#### Text excerpt:
True to form, the board did little with the report, and a coalition of civil rights, civic and religious groups grew tired of constant inaction. This trail of setbacks and frustrations show the deep-seated segregation permeating Chicago. It also helps us understand why the city continues to be so segregated. We’d have a much different public school system if the city had implemented recommendations in the early 1960s.
Black parents kept trying and kept losing, but they never gave up. In 1965, a coalition filed a formal complaint of discrimination with the U.S. Office of Education. It was the first major challenge to a northern school district under the newly passed Civil Rights Act of 1964 and its Title VI provision, which prohibited discrimination in programs that receive federal assistance. This covered education. Two years later, a report identified violations, and the Department of Health, Education and Welfare (HEW) sought voluntary compliance.12 But because of blowback from Mayor Richard J. Daley and his powerful Democratic machine, the feds didn’t give Chicago a plan and trusted the Board of Education to do the right thing. HEW had planned to defer $32 million in federal funds for the city with the expectation that CPS would cooperate on desegregation, but Daley threatened that the Chicago congressional delegation and Senate GOP leader Everett Dirksen, of Illinois, would end support for all federal education. HEW backed down.
In 1966, Willis retired. His successor, James Redmond, unveiled a desegregation plan, which included limited busing of blacks to white schools. This prompted white parents to picket, and voluntary busing failed. Redmond’s plan also called for the creation of magnet schools. Blacks felt the plan wasn’t enough. Ultimately, the federal government never pressed for formal compliance. Redmond—joined by politicians and white residents—seemed more focused on appeasing whites who were leaving the city.

#### Brief 1:
In the text on Chicago school segregation, why didn't the federal government give Chicago a desegregation plan, and why did HEW drop its plan to defer federal funds?
#### Brief 2:
According to the text on Chicago school segregation, who succeeded Willis after he retired in 1966?
The entries after this point are separate material, unrelated to the text.

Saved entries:

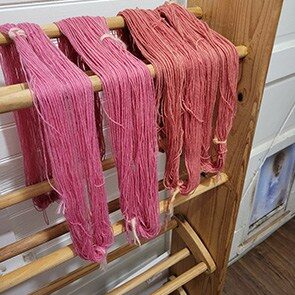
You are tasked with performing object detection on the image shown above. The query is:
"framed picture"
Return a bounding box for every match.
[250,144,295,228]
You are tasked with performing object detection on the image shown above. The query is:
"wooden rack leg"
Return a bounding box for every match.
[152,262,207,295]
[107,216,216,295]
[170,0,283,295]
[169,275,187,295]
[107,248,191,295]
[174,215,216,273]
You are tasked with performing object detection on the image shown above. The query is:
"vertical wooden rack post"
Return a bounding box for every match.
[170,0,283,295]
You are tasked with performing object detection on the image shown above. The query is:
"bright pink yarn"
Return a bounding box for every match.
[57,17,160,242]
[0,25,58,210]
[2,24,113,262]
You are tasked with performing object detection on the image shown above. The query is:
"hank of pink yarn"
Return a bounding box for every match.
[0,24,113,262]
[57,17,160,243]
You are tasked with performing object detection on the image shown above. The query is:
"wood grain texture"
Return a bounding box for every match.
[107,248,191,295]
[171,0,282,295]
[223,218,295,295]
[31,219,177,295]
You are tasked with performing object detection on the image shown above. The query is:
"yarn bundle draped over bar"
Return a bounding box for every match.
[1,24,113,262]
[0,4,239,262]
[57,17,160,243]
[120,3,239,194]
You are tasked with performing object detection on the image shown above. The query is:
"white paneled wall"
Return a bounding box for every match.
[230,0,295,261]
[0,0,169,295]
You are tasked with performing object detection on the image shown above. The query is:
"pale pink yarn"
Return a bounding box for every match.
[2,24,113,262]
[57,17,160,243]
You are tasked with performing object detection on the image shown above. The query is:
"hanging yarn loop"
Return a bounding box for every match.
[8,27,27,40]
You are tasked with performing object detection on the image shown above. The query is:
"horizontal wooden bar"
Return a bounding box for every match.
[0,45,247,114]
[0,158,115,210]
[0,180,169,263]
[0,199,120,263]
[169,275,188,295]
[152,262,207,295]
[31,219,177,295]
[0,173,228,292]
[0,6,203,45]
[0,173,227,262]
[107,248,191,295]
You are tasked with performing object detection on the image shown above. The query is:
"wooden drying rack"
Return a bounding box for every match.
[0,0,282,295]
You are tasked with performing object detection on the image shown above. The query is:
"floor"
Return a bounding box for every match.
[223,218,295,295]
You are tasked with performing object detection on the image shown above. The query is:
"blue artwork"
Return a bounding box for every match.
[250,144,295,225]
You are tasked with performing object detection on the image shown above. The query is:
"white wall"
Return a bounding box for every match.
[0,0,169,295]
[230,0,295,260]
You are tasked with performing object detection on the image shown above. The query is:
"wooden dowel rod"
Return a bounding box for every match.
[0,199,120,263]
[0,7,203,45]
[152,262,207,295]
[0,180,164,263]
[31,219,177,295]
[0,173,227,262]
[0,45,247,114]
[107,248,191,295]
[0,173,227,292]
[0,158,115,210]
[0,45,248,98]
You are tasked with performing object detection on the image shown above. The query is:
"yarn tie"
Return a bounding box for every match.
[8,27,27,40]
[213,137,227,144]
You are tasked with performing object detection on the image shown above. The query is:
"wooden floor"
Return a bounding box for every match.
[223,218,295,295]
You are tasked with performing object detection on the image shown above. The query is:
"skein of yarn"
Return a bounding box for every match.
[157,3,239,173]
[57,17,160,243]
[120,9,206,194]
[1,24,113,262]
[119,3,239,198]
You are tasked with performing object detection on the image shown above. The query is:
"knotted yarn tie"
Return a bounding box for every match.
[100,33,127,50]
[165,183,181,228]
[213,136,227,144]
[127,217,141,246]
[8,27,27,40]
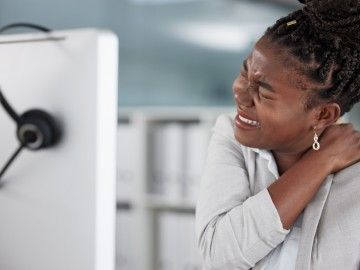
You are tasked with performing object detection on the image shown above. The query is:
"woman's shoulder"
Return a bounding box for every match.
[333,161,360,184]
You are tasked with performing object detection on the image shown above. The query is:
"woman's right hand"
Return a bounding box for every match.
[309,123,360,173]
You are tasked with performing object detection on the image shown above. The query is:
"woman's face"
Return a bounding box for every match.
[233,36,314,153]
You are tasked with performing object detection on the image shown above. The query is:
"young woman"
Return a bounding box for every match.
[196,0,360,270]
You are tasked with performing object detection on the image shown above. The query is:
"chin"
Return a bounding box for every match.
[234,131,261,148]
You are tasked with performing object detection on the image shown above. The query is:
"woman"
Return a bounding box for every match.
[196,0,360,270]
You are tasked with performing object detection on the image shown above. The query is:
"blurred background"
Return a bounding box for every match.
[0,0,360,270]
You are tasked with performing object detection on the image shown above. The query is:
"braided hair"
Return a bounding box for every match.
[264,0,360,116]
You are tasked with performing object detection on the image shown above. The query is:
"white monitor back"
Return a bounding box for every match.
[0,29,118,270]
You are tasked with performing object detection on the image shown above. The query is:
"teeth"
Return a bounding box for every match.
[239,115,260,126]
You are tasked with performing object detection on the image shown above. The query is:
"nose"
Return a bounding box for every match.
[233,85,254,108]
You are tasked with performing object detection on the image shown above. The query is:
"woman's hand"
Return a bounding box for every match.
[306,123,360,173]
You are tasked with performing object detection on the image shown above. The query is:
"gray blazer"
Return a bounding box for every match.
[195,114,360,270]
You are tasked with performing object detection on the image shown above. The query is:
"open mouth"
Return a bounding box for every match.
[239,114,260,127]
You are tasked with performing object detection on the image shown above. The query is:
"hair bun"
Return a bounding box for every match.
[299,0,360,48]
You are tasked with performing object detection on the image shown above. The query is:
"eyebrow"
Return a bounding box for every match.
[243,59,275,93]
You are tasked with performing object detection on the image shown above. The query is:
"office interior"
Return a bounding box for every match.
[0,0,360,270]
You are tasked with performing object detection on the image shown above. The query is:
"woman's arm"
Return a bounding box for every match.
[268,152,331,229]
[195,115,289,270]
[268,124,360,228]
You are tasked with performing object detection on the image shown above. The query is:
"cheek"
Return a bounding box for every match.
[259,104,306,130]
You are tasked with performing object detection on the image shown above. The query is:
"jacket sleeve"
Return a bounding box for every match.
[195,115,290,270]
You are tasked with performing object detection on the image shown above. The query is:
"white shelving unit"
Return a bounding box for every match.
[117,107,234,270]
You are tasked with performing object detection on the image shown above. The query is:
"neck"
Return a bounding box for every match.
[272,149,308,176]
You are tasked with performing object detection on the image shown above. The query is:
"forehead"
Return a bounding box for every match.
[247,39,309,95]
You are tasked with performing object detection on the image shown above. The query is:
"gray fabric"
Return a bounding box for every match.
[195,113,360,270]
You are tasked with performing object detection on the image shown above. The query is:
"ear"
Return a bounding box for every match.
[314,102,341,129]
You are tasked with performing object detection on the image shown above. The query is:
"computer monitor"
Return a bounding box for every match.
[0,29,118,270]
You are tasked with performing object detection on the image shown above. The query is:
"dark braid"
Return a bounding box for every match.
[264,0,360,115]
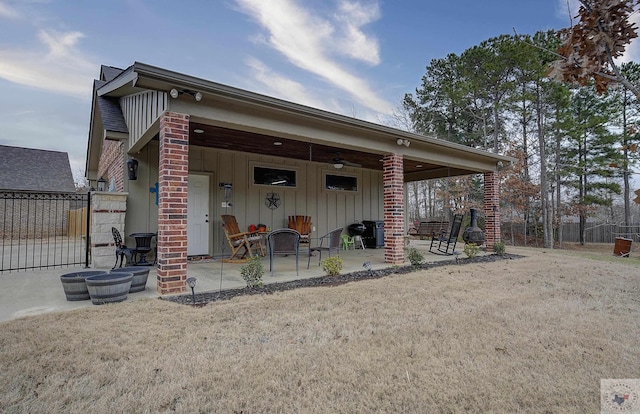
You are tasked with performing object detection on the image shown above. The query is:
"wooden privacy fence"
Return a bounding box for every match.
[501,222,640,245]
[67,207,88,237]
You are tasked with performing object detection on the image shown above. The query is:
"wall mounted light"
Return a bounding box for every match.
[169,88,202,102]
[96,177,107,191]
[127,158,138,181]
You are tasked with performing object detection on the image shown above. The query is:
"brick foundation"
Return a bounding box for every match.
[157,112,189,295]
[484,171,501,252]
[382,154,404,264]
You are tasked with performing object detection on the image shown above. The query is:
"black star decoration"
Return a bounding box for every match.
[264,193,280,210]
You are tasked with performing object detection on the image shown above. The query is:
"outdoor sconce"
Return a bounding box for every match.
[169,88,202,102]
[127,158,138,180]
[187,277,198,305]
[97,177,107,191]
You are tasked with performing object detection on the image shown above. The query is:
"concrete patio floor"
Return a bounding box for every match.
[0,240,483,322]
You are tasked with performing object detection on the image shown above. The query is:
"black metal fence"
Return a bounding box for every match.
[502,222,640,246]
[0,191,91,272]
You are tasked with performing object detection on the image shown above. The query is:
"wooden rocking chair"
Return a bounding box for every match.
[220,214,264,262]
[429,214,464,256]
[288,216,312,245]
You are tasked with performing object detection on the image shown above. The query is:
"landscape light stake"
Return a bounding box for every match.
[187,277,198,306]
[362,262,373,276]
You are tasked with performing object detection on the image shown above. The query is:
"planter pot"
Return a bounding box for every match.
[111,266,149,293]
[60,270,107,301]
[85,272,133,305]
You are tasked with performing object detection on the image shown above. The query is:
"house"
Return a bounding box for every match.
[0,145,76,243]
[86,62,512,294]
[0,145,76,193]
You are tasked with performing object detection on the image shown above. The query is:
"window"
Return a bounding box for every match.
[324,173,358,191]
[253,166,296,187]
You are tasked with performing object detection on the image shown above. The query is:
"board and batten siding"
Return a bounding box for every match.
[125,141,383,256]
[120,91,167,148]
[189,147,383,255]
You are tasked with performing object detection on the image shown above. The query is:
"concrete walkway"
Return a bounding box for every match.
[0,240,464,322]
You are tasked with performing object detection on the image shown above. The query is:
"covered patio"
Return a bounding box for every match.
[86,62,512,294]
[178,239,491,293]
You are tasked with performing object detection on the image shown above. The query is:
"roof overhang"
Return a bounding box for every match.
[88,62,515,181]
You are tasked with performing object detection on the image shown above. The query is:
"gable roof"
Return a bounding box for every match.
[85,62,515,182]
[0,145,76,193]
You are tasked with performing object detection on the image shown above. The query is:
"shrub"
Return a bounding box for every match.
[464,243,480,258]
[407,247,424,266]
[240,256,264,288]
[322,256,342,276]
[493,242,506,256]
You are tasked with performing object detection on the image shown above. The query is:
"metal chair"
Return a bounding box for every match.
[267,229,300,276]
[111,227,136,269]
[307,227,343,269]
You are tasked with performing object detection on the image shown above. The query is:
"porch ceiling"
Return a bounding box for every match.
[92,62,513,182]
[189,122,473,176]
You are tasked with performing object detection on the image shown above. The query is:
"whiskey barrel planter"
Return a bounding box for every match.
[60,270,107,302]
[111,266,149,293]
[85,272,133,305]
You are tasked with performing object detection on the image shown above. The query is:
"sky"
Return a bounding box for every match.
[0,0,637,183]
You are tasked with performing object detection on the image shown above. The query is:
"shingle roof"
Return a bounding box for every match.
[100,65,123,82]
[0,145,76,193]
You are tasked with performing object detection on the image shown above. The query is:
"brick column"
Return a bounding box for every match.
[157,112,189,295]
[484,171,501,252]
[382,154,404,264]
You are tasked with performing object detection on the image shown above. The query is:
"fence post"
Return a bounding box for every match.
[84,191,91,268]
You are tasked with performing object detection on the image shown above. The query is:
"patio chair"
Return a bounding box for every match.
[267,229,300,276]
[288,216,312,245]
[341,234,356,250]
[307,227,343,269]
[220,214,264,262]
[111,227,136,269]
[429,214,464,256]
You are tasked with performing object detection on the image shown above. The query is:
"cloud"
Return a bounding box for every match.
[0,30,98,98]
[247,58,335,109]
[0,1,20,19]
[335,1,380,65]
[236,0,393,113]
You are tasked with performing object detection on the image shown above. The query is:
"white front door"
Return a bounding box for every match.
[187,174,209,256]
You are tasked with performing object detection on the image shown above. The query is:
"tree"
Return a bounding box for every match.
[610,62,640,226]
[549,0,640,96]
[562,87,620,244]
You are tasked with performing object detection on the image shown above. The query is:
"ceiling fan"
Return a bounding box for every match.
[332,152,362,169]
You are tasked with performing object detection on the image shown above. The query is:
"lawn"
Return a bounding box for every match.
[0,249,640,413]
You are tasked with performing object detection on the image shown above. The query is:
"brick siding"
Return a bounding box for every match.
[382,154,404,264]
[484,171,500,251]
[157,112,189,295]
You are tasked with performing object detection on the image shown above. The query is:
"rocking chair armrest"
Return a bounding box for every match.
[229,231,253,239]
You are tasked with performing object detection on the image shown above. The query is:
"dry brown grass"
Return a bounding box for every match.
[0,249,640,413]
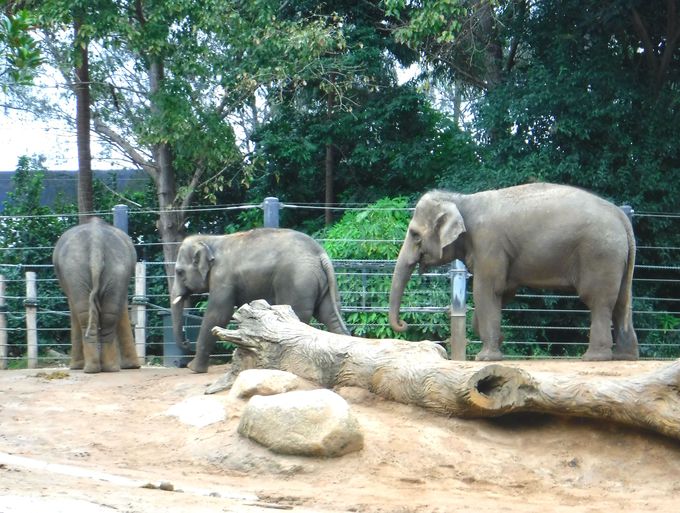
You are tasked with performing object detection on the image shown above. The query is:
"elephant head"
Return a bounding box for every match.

#### Written response 1:
The feds held back a plan because of blowback from Mayor Richard J. Daley and his powerful Democratic machine, so they trusted the Board of Education to act. HEW backed down on deferring $32 million after Daley threatened that the Chicago congressional delegation and Senate GOP leader Everett Dirksen would end support for all federal education.

#### Written response 2:
James Redmond.